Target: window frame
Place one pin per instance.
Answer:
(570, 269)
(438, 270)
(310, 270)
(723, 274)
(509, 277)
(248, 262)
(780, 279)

PROBLEM REQUIREMENTS
Swap every "window frame" in the records above for "door frame" and reproduce all of the records with no other changes.

EXERCISE ANSWER
Target: door frame
Place one pin per instance.
Answer:
(570, 269)
(438, 270)
(310, 270)
(723, 274)
(509, 277)
(248, 262)
(780, 279)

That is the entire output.